• [WHAT YOU SHOULD DO] Please repeat the passage of the Next Step Realty: NYC article from "Next Step Realty: NYC is" to "to transport clients." word for word.

- Genre: Reality television
- Starring: Matt Bauman; Blair Brandt; Anna Cogswell; Brianna Coughlan; David G. Ghysels III; Edward “Field” Hucks; Michaela Lalanne; Victoria Scott; Margit Weinberg; Erin Wilson; Danielle Rossen; Michael Driscoll;
- Country of origin: United States
- Original language: English
- No. of seasons: 1
- No. of episodes: 10

Production
- Executive producers: Danielle Rossen Michael Driscoll
- Production company: Lincoln Square Productions

Original release
- Network: Freeform
- Release: August 11 – October 15, 2015

= Next Step Realty: NYC =

2015 American TV series

Next Step Realty: NYC is an American reality television series that aired on ABC Family from August 11, 2015 to October 15, 2015. It was about the company, The Next Step Realty, which helps people find apartments in New York City with an exclusive tour using chauffeured limousines to transport clients.

• [SUPPLIED ENTRIES]
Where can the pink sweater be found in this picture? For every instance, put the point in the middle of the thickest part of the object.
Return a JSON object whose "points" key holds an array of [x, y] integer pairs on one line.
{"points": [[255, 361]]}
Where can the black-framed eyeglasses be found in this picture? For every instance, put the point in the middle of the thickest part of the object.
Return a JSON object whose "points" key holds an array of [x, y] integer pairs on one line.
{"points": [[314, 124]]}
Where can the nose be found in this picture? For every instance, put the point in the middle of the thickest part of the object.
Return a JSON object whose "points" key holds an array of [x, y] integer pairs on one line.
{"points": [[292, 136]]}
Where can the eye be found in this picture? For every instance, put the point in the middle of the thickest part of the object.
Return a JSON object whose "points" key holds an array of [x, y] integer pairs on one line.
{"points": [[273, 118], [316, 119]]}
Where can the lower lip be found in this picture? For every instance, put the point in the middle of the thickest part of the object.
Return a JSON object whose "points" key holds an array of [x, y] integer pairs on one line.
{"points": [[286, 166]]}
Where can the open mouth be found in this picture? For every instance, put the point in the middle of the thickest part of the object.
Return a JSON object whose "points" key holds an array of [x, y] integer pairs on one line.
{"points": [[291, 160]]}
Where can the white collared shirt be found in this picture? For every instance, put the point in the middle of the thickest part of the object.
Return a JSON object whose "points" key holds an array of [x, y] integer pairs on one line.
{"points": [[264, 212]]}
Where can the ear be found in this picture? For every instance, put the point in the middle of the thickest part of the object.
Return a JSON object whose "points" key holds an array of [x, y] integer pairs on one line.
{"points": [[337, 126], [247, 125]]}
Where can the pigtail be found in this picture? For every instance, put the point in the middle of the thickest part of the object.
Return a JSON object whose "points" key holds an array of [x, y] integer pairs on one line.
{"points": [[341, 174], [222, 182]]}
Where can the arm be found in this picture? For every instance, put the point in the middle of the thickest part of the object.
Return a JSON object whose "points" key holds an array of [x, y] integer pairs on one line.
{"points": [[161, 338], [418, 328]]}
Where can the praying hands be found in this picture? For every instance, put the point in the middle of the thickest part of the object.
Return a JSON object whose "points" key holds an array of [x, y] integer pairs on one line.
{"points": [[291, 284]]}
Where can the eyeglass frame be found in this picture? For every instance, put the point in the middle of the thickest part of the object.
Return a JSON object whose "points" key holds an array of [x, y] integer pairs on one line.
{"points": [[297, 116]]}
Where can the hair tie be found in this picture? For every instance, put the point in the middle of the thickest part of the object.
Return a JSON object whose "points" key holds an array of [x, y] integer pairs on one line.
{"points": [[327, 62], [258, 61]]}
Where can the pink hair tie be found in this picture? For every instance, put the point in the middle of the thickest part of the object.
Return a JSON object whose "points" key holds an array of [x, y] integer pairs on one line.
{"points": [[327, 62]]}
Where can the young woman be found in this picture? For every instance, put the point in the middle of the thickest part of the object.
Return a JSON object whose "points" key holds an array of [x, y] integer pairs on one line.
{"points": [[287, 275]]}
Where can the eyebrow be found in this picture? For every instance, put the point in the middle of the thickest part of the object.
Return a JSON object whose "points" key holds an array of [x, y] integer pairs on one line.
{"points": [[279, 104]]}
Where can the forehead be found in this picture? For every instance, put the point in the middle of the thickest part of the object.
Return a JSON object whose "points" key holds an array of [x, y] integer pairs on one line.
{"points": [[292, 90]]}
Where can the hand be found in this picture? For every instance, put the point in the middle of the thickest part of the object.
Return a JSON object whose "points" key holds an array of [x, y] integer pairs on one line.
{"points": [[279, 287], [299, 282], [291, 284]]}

• [EXERCISE SOLUTION]
Next Step Realty: NYC is an American reality television series that aired on ABC Family from August 11, 2015 to October 15, 2015. It was about the company, The Next Step Realty, which helps people find apartments in New York City with an exclusive tour using chauffeured limousines to transport clients.